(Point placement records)

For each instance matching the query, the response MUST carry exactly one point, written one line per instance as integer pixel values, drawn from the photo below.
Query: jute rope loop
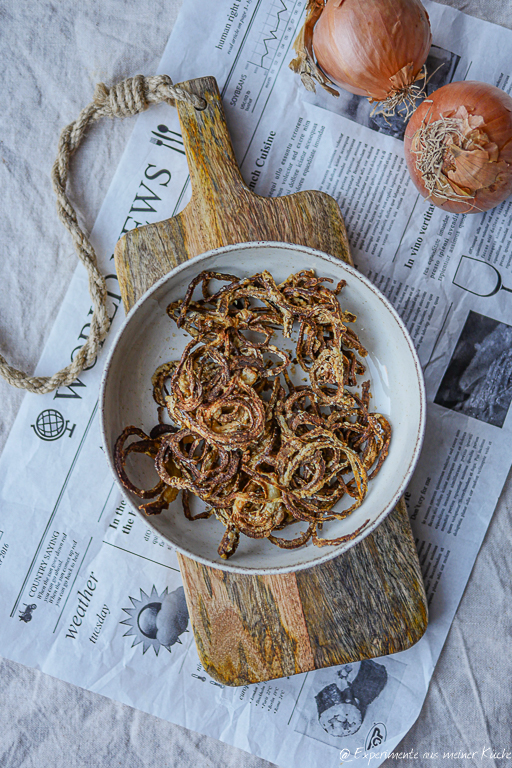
(129, 97)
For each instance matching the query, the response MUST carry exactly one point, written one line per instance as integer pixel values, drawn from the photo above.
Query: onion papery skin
(480, 100)
(374, 48)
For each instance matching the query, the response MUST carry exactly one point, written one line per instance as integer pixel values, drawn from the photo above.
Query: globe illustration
(50, 424)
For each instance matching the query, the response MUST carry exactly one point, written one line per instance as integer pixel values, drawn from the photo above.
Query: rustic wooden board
(365, 603)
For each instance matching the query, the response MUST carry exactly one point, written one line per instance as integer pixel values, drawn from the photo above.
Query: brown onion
(375, 49)
(458, 147)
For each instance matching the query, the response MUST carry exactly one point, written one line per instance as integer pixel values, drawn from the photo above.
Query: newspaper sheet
(88, 592)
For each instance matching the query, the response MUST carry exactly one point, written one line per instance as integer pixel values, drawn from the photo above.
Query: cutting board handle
(214, 172)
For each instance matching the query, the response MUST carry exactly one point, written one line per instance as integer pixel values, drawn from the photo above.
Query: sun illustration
(157, 620)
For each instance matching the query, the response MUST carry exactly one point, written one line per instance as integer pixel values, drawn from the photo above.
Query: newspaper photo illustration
(89, 593)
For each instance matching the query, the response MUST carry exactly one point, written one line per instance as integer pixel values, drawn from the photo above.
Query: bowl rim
(329, 552)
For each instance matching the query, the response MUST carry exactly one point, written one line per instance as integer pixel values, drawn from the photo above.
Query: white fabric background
(51, 56)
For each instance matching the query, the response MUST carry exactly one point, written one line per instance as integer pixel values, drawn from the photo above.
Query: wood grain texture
(222, 209)
(365, 603)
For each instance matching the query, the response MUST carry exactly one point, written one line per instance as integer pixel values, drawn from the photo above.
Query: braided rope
(129, 97)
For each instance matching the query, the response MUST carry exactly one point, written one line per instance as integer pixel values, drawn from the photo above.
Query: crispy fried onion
(259, 454)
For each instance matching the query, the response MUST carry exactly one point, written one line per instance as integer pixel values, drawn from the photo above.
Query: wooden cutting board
(366, 603)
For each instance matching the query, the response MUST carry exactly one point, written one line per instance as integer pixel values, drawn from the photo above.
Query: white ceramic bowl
(149, 338)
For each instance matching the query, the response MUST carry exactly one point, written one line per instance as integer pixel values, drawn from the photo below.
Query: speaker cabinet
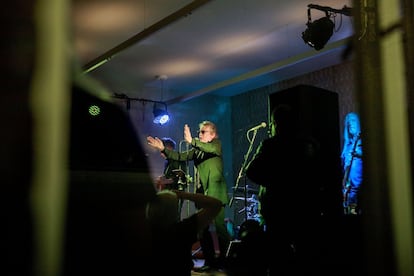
(317, 117)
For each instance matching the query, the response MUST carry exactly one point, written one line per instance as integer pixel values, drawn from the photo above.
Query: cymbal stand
(242, 171)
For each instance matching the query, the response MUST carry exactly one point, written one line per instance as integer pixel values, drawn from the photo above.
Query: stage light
(318, 32)
(161, 116)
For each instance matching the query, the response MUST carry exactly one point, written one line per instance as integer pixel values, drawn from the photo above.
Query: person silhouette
(351, 157)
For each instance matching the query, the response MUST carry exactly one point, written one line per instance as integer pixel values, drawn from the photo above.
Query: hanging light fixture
(161, 115)
(320, 31)
(159, 110)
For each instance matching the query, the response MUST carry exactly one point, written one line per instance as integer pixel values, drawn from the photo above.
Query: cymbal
(247, 199)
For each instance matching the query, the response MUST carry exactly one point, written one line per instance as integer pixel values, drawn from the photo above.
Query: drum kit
(251, 203)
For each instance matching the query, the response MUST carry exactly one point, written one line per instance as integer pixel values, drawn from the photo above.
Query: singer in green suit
(206, 153)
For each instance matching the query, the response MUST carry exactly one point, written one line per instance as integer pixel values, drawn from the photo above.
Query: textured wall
(235, 115)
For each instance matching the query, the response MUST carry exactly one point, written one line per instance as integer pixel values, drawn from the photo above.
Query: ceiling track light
(159, 110)
(320, 31)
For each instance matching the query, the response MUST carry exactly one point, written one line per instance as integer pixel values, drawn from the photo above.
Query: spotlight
(161, 116)
(318, 32)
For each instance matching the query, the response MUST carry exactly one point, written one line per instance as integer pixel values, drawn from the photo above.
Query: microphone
(262, 125)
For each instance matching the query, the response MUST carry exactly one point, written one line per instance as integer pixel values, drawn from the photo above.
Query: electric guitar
(346, 184)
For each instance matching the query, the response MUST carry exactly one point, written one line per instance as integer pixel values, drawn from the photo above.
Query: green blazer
(208, 160)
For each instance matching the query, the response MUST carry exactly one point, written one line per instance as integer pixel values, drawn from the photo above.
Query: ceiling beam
(102, 59)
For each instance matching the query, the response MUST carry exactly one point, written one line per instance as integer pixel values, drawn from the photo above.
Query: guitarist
(173, 177)
(351, 157)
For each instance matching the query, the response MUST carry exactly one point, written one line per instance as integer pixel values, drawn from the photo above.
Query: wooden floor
(199, 263)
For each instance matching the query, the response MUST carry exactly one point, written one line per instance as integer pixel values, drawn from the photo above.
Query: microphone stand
(188, 178)
(242, 171)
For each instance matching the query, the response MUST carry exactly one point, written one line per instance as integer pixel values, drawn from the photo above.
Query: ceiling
(175, 50)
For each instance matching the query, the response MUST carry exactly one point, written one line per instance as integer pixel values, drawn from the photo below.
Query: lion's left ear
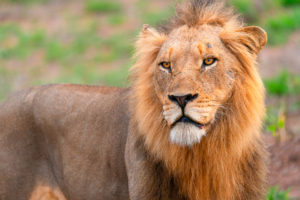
(253, 38)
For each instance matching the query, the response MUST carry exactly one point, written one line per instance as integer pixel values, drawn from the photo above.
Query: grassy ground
(91, 42)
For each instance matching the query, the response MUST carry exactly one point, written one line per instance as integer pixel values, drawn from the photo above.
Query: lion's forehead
(186, 40)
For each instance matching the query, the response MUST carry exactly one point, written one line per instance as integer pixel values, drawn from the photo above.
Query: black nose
(183, 100)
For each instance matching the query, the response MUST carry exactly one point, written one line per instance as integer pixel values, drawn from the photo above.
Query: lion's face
(193, 78)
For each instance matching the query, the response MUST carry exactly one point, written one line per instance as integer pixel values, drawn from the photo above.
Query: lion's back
(80, 131)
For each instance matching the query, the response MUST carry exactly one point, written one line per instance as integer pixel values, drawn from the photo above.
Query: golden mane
(223, 154)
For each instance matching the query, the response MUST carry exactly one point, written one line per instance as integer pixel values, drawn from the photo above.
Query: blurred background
(92, 42)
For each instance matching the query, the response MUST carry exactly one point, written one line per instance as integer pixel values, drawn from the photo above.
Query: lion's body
(187, 129)
(44, 136)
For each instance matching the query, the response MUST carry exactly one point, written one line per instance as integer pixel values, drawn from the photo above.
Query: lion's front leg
(147, 179)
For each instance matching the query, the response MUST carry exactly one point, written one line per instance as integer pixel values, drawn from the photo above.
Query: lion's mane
(214, 168)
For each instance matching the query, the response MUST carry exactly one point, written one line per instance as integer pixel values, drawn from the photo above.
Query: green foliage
(246, 7)
(25, 1)
(276, 194)
(284, 83)
(279, 27)
(99, 6)
(116, 20)
(16, 43)
(274, 122)
(290, 2)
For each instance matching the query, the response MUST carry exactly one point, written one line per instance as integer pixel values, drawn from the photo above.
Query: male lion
(188, 128)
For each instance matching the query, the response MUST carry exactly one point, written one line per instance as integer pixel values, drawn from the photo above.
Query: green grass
(25, 1)
(23, 43)
(290, 2)
(100, 6)
(280, 26)
(246, 8)
(284, 83)
(276, 194)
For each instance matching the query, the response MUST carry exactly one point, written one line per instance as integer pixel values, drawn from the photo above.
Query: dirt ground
(284, 156)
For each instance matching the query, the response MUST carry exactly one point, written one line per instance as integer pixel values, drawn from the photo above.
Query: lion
(188, 127)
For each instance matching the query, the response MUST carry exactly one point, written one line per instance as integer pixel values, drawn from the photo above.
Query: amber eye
(166, 65)
(209, 61)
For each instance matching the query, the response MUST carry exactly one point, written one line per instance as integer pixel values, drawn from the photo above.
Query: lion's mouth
(185, 119)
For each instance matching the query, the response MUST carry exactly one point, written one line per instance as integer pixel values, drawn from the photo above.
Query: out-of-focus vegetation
(96, 44)
(283, 86)
(277, 194)
(279, 17)
(102, 6)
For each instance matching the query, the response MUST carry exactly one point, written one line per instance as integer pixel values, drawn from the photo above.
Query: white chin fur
(185, 134)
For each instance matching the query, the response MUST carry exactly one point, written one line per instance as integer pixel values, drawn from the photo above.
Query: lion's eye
(209, 61)
(166, 65)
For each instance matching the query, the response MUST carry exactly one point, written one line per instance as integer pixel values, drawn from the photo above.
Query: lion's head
(195, 65)
(196, 93)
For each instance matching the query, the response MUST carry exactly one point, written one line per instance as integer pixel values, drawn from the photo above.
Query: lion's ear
(149, 41)
(252, 38)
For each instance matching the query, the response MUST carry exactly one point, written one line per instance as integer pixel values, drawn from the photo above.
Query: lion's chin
(186, 134)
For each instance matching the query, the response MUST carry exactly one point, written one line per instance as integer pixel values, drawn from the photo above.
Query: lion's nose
(182, 100)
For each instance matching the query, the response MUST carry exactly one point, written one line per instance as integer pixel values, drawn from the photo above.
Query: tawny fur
(79, 142)
(217, 167)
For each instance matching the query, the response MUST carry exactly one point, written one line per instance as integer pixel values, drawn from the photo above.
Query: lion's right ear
(149, 41)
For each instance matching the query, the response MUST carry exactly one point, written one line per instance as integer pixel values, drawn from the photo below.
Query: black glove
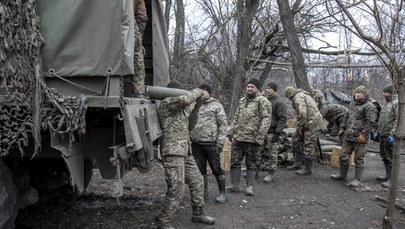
(275, 138)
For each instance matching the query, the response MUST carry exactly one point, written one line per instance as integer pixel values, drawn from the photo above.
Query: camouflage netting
(38, 107)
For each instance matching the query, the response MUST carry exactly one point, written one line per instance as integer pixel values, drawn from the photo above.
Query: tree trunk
(294, 45)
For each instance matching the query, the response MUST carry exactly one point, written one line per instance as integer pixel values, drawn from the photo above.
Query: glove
(275, 138)
(361, 139)
(390, 140)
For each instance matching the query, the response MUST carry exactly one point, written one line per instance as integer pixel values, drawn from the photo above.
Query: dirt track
(289, 202)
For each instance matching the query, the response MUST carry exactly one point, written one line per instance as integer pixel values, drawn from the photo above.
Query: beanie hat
(255, 82)
(389, 89)
(206, 87)
(361, 89)
(175, 84)
(273, 86)
(289, 91)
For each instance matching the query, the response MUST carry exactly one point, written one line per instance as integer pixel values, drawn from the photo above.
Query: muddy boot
(387, 173)
(344, 168)
(221, 198)
(250, 175)
(235, 179)
(358, 172)
(269, 177)
(307, 170)
(200, 217)
(205, 187)
(299, 158)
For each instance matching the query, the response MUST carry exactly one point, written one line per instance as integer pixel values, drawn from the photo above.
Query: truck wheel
(8, 197)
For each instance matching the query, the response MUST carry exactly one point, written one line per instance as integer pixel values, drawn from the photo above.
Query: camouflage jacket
(176, 121)
(278, 114)
(141, 15)
(333, 113)
(308, 115)
(212, 124)
(388, 120)
(360, 119)
(252, 119)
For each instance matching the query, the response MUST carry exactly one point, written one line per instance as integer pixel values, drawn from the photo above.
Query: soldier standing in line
(309, 124)
(177, 118)
(248, 131)
(141, 18)
(278, 123)
(387, 123)
(208, 138)
(357, 125)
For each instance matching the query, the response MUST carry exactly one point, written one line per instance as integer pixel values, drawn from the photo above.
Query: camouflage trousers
(305, 143)
(180, 170)
(359, 150)
(139, 65)
(267, 156)
(244, 150)
(386, 151)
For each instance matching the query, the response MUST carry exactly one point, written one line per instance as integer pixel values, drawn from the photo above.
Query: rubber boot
(269, 177)
(205, 187)
(307, 170)
(235, 179)
(358, 172)
(200, 217)
(344, 168)
(387, 173)
(299, 158)
(250, 176)
(221, 198)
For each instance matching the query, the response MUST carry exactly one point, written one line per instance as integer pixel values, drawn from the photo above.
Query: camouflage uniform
(334, 114)
(309, 122)
(141, 19)
(176, 121)
(278, 123)
(358, 121)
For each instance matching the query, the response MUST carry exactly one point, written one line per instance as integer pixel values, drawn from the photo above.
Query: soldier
(357, 125)
(177, 119)
(250, 125)
(387, 123)
(334, 114)
(278, 123)
(309, 124)
(141, 18)
(208, 138)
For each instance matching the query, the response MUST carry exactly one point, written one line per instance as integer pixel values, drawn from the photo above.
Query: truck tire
(8, 197)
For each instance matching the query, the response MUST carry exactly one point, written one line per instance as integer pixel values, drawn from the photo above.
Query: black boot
(387, 173)
(200, 217)
(205, 187)
(269, 177)
(344, 168)
(299, 158)
(235, 179)
(221, 198)
(307, 170)
(356, 182)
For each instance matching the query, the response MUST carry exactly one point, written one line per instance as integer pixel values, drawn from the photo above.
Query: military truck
(66, 105)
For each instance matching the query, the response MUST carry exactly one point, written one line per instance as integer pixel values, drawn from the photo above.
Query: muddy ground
(289, 202)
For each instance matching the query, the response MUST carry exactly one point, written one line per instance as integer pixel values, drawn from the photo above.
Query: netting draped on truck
(28, 105)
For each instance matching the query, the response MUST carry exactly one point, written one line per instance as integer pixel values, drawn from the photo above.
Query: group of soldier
(194, 129)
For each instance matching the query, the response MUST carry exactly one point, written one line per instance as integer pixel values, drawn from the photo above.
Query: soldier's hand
(362, 139)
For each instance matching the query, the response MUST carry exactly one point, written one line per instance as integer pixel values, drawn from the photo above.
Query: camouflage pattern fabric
(141, 19)
(309, 118)
(212, 124)
(348, 148)
(176, 120)
(180, 170)
(252, 120)
(360, 119)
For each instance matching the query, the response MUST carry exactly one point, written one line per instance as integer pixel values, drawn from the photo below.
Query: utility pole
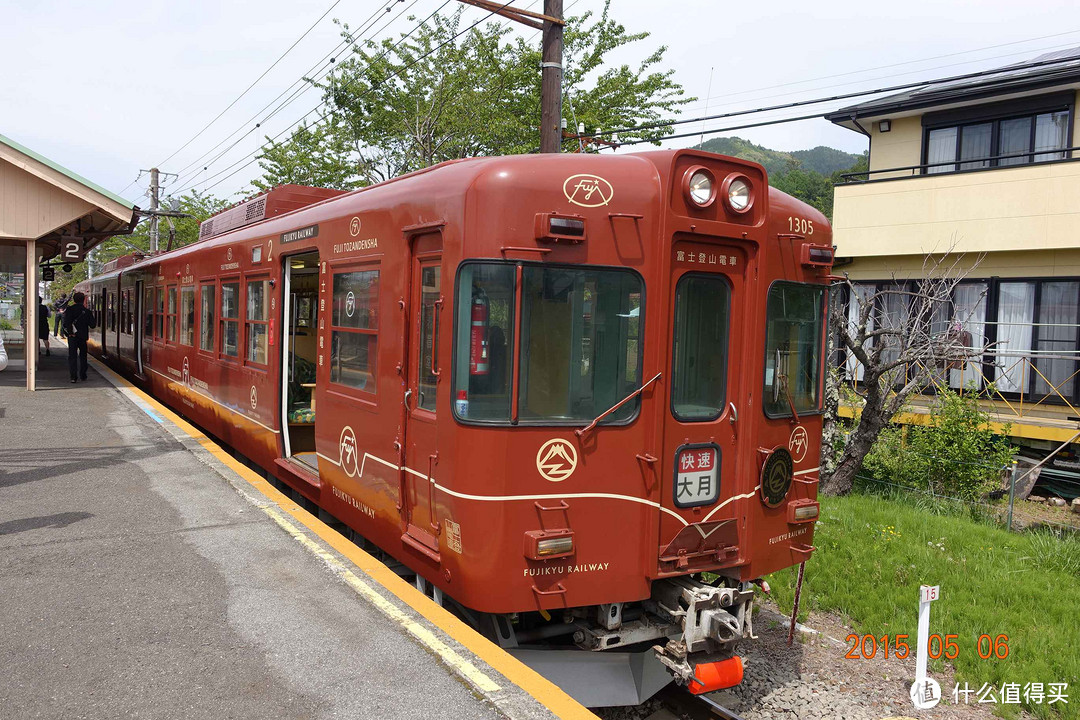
(551, 78)
(154, 190)
(551, 24)
(154, 213)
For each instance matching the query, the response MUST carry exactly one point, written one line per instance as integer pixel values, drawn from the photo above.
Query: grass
(875, 551)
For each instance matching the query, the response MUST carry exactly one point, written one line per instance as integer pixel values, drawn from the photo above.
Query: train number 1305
(799, 225)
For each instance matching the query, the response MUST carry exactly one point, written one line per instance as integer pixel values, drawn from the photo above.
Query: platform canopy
(44, 208)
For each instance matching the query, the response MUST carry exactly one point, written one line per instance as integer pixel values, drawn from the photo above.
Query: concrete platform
(144, 574)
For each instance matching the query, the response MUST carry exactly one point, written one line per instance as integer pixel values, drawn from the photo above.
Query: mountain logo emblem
(556, 460)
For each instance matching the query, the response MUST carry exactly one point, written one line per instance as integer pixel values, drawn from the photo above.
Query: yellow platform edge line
(540, 688)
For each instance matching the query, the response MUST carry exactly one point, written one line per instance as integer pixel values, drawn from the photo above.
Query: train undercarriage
(623, 653)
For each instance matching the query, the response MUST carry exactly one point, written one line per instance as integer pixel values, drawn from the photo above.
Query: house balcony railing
(1030, 158)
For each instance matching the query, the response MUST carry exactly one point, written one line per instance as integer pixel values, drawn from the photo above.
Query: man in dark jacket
(78, 323)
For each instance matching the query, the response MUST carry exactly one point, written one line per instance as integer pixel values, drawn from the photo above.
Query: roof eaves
(64, 171)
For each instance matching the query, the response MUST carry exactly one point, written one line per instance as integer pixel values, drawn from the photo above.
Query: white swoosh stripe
(220, 405)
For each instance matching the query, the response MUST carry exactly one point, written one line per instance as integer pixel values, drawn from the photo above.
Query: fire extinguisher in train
(478, 361)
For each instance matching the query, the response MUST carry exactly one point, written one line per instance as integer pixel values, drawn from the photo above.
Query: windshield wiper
(581, 432)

EXERCISE DETAILS: List every line in the point placement records above that contains the word "camouflage", copying each one in full.

FULL OUTPUT:
Query: camouflage netting
Query: camouflage jacket
Query: camouflage trousers
Query: camouflage uniform
Query: camouflage pattern fabric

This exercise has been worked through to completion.